**TASK REQUIREMENTS**
Write out everything in the records exactly, apart from the pictures.

RECORDED INFORMATION START

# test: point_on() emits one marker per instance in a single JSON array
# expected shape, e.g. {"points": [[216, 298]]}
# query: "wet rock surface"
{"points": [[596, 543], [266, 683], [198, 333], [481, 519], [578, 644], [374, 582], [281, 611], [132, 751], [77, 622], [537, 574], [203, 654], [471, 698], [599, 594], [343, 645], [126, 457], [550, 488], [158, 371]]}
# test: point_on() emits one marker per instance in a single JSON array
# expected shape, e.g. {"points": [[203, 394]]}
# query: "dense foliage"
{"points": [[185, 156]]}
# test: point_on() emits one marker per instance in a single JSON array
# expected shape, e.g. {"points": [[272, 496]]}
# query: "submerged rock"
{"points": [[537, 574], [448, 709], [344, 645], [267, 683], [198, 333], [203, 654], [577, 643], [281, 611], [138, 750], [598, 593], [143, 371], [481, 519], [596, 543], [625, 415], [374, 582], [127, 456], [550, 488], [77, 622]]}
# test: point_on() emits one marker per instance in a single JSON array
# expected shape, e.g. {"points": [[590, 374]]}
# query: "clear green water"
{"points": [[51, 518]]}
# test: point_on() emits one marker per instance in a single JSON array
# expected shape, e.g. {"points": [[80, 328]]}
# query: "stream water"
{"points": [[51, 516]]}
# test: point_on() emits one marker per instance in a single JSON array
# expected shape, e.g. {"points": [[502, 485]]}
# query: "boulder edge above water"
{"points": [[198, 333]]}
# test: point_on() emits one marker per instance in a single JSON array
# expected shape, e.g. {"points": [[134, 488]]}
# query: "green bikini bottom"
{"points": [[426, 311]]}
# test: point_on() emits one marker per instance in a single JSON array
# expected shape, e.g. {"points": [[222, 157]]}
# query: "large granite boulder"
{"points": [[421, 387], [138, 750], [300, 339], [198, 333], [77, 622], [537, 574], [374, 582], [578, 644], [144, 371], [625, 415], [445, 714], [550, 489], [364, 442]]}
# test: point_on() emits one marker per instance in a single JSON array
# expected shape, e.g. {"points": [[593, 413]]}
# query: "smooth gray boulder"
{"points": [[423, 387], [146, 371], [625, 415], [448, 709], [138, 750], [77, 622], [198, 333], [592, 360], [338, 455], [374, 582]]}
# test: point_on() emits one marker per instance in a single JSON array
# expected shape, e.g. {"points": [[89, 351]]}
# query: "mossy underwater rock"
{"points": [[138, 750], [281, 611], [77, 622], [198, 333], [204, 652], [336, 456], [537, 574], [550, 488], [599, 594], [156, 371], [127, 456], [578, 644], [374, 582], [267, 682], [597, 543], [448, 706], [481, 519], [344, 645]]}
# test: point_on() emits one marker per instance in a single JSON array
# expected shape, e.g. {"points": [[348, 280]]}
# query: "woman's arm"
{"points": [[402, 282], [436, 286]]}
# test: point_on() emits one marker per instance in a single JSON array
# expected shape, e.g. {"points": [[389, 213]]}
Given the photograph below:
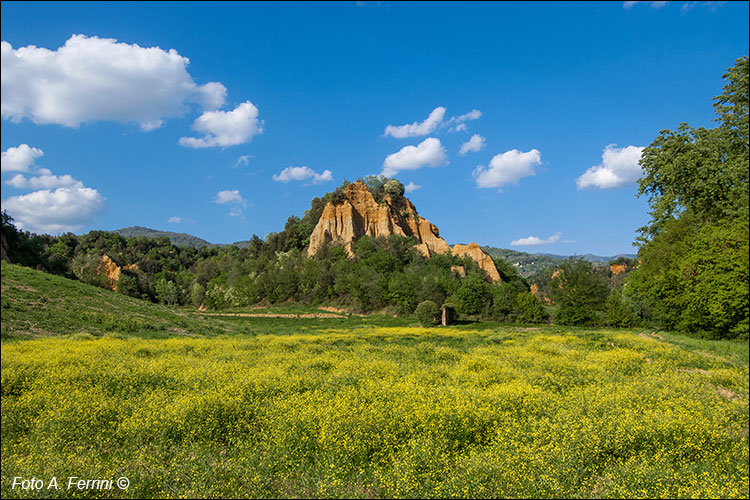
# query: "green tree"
{"points": [[427, 313], [530, 308], [693, 253], [474, 294], [579, 291]]}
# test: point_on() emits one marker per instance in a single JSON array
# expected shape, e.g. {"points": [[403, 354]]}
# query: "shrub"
{"points": [[530, 308], [427, 313], [618, 312]]}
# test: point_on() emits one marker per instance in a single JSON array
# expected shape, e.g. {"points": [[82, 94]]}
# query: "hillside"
{"points": [[378, 208], [37, 304], [529, 264], [177, 239]]}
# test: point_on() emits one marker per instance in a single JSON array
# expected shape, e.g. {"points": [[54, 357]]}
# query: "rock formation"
{"points": [[109, 268], [485, 261], [618, 268], [360, 215]]}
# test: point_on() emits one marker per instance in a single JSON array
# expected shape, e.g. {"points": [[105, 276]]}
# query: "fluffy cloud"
{"points": [[44, 181], [61, 203], [654, 5], [243, 160], [64, 209], [91, 78], [233, 198], [474, 114], [416, 129], [533, 241], [619, 167], [19, 159], [432, 123], [428, 153], [411, 187], [225, 128], [507, 168], [229, 196], [476, 143], [302, 174]]}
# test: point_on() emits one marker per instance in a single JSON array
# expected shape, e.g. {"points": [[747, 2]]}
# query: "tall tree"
{"points": [[693, 273]]}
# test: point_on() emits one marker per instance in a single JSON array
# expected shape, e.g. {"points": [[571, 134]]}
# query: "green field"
{"points": [[97, 385]]}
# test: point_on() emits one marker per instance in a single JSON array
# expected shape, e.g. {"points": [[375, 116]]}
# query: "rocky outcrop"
{"points": [[618, 268], [360, 215], [475, 252], [112, 271]]}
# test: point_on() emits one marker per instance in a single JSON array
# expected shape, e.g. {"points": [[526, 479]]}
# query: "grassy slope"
{"points": [[353, 407], [36, 304]]}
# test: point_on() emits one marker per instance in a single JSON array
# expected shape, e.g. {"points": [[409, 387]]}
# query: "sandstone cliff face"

RECORDED INFORMATION END

**PROBLEM SOLUTION**
# test: point_on() emits one marker per instance in a single JSON array
# expected shape, e.g. {"points": [[216, 298]]}
# query: "wet rock surface"
{"points": [[596, 543], [266, 683], [198, 333], [481, 519], [578, 644], [374, 582], [281, 611], [132, 751], [77, 622], [537, 574], [203, 654], [471, 698], [599, 594], [343, 645], [126, 457], [550, 488], [158, 371]]}
# test: point_on() emits one marker per instance in a single JSON array
# expected shape, e.g. {"points": [[203, 394]]}
# query: "dense foliage"
{"points": [[185, 156]]}
# test: point_on() emits one marker per instance in a single JSON array
# expected shape, e.g. {"points": [[272, 496]]}
# query: "submerged rock"
{"points": [[537, 574], [448, 709], [344, 645], [267, 683], [198, 333], [203, 654], [577, 643], [281, 611], [138, 750], [598, 593], [143, 371], [481, 519], [596, 543], [625, 415], [374, 582], [127, 456], [550, 488], [77, 622]]}
# test: point_on() emits one marker per instance in a single JSON array
# expected shape, e.g. {"points": [[590, 374]]}
# query: "clear green water"
{"points": [[51, 518]]}
# test: point_on() emits one marker per instance in a single JSON array
# expected shape, e.g. {"points": [[80, 328]]}
# query: "stream water"
{"points": [[51, 516]]}
# test: point_on() emits one marker per instance in a single JSON array
# expected shape, e.g. {"points": [[502, 485]]}
# query: "boulder edge above water"
{"points": [[198, 333]]}
# test: point_on() emits one marker per instance in a single JSON array
# expected shape, e.g. {"points": [[134, 488]]}
# query: "green bikini bottom"
{"points": [[426, 311]]}
# test: point_on() emits one marker per instance in a single JSON array
# expected shape, e.g. {"points": [[222, 157]]}
# query: "large granite boulder"
{"points": [[421, 387], [138, 750], [300, 339], [198, 333], [77, 622], [537, 574], [374, 582], [578, 644], [144, 371], [625, 415], [445, 714], [550, 489], [364, 442]]}
# test: point_on() emits one marker per instance in a single JSON array
# expected shape, e.g. {"points": [[593, 413]]}
# query: "smooth gray boulder"
{"points": [[423, 387], [146, 371], [625, 415], [448, 709], [138, 750], [77, 622], [198, 333], [592, 360], [338, 455], [374, 582]]}
# test: point_on() emits one marker per instance in a single JSON array
# expected shape, e.g. {"points": [[89, 351]]}
# query: "mossy underwater rock"
{"points": [[138, 750], [281, 611], [77, 622], [198, 333], [204, 652], [336, 456], [537, 574], [550, 488], [599, 594], [156, 371], [127, 456], [578, 644], [374, 582], [267, 682], [597, 543], [448, 706], [481, 519], [344, 645]]}
# test: point_on() emits one marker per instance in a single JSON array
# expected shape, e.g. {"points": [[348, 280]]}
# query: "woman's arm"
{"points": [[402, 282], [436, 286]]}
# test: point_on() emits one marker per instance in a single JSON array
# expected shape, e.g. {"points": [[389, 213]]}
Given the photograph below:
# query: "green tree"
{"points": [[427, 313], [530, 308], [693, 253], [474, 294], [579, 291]]}
# test: point_on() emits one marker per instance in a single JSON array
# expected shape, e.g. {"points": [[403, 354]]}
# query: "shrub"
{"points": [[530, 308], [427, 313], [618, 312]]}
# test: point_on() emits one marker per instance in a single JSON array
# expected shape, e.g. {"points": [[82, 94]]}
# query: "hillside"
{"points": [[378, 208], [37, 304], [529, 264], [177, 239]]}
# test: point_on() emits one marker per instance in a single JSON array
# expected shape, e.g. {"points": [[54, 357]]}
# query: "rock formation"
{"points": [[109, 268], [485, 261], [618, 268], [360, 215]]}
# test: point_on() emits one marker per instance in a single JSON array
# expected shape, e.g. {"points": [[105, 276]]}
# query: "fluffy cloud"
{"points": [[44, 181], [61, 203], [654, 5], [243, 160], [64, 209], [91, 78], [233, 198], [474, 114], [416, 129], [533, 241], [619, 167], [19, 159], [432, 123], [428, 153], [411, 187], [225, 128], [507, 168], [229, 196], [476, 143], [302, 174]]}
# test: point_on() emits one marker per instance in a single JSON array
# expected shape, e.g. {"points": [[747, 2]]}
# query: "tall tree"
{"points": [[693, 273]]}
# test: point_on() emits one marker per instance in a single JSON array
# expected shape, e.g. {"points": [[571, 134]]}
# query: "green field"
{"points": [[97, 385]]}
# test: point_on() emits one marker per instance in a single JSON array
# expected shape, e.g. {"points": [[375, 116]]}
# query: "rocky outcrop"
{"points": [[618, 268], [360, 215], [475, 252], [112, 271]]}
# test: point_on() emits one marker per instance in a single JSON array
# expected shape, e.g. {"points": [[526, 479]]}
# query: "grassy slope"
{"points": [[353, 407], [36, 304]]}
# test: point_on() emits one marker per instance in a single JSON array
# expected shape, e.g. {"points": [[409, 387]]}
# query: "sandstone cliff face"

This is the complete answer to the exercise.